(Work instructions):
A) Set down the stretch of the passage on the Lund commemoration of the Reformation from "The Lund event" through "and its intentions.", word for word.
B) Take the passage on the joint Lutheran–Catholic commemoration of the Reformation further, starting after its last sentence.

(Text to read):
========================

Cardinal Koch, President of the Pontifical Council for Promoting Christian Unity (PCPCU) explains further: “By concentrating together on the centrality of the question of God and on a Christocentric approach, Lutherans and Catholics will have the possibility of an ecumenical commemoration of the Reformation, not simply in a pragmatic way, but in the deep sense of faith in the crucified and resurrected Christ.

“It is with joy and expectation that the Church of Sweden welcomes The Lutheran World Federation and the Catholic Church to hold the joint commemoration of the Reformation in Lund,” says Church of Sweden Archbishop Antje Jackelén. “We shall pray together with the entire ecumenical family in Sweden that the commemoration will contribute to Christian unity in our country and throughout the world.”

“The ecumenical situation in our part of the world is unique and interesting. I hope that this meeting will help us look to the future so that we can be witnesses of Jesus Christ and His gospel in our secularized world,” says Anders Arborelius OCD, Bishop of the Catholic Church in Sweden.

The Lund event is part of the reception process of the study document From Conflict to Communion, which was published in 2013, and has since been widely distributed to Lutheran and Catholic communities. The document is the first attempt by both dialogue partners to describe together at international level the history of the Reformation and its intentions.

========================

[Records from a point labeling set]
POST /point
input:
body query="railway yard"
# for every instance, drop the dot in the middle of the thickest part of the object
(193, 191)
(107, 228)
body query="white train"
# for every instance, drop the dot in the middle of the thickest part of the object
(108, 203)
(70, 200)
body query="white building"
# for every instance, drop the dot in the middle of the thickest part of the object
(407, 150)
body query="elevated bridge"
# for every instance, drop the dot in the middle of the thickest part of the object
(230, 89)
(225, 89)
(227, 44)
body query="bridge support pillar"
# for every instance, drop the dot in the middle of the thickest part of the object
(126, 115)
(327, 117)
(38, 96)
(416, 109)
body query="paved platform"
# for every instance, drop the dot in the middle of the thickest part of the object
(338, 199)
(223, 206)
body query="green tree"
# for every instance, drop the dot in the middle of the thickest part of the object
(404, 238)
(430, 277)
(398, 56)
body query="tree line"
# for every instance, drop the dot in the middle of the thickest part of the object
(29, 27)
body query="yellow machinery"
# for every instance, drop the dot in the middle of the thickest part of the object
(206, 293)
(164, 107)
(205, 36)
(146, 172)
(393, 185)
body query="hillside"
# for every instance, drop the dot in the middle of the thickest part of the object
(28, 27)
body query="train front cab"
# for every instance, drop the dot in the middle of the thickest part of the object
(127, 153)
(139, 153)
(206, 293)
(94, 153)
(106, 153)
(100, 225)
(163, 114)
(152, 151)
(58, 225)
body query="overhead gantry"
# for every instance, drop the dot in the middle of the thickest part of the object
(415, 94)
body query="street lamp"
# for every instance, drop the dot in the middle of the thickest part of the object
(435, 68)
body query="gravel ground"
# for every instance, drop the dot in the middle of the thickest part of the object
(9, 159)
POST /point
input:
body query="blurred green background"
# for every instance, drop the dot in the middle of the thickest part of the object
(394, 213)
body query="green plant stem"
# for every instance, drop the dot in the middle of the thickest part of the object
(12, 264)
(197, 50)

========================

(Task-by-task results):
A)
The Lund event is part of the reception process of the study document From Conflict to Communion, which was published in 2013, and has since been widely distributed to Lutheran and Catholic communities. The document is the first attempt by both dialogue partners to describe together at international level the history of the Reformation and its intentions.

B)
Earlier this year, the LWF and PCPCU sent to LWF member churches and Catholic Bishops’ Conferences a jointly prepared “Common Prayer”, which is a liturgical guide to help churches commemorate the Reformation anniversary together. It is based on the study document From Conflict to Communion: Lutheran-Catholic Common Commemoration of the Reformation in 2017, and features the themes of thanksgiving, repentance and commitment to common witness with the aim of expressing the gifts of the Reformation and asking forgiveness for the division which followed theological disputes.

The year 2017 will also mark 50 years of the international Lutheran-Catholic dialogue, which has yielded notable ecumenical results, of which most significant is the Joint Declaration on the Doctrine of Justification (JDDJ). The JDDJ was signed by the LWF and the Catholic Church in 1999, and affirmed by the World Methodist Council in 2006. The declaration nullified centuries’ old disputes between Catholics and Lutherans over the basic truths of the doctrine of justification, which was at the center of the 16th century Reformation.
*
en.radiovaticana.va/news/2016/01/25/pope_to_travel_to_sweden_for_joint_reformation_commemoration/1203462
 
I am all for dialogue and reconciliation, as long as the truth is not compromised.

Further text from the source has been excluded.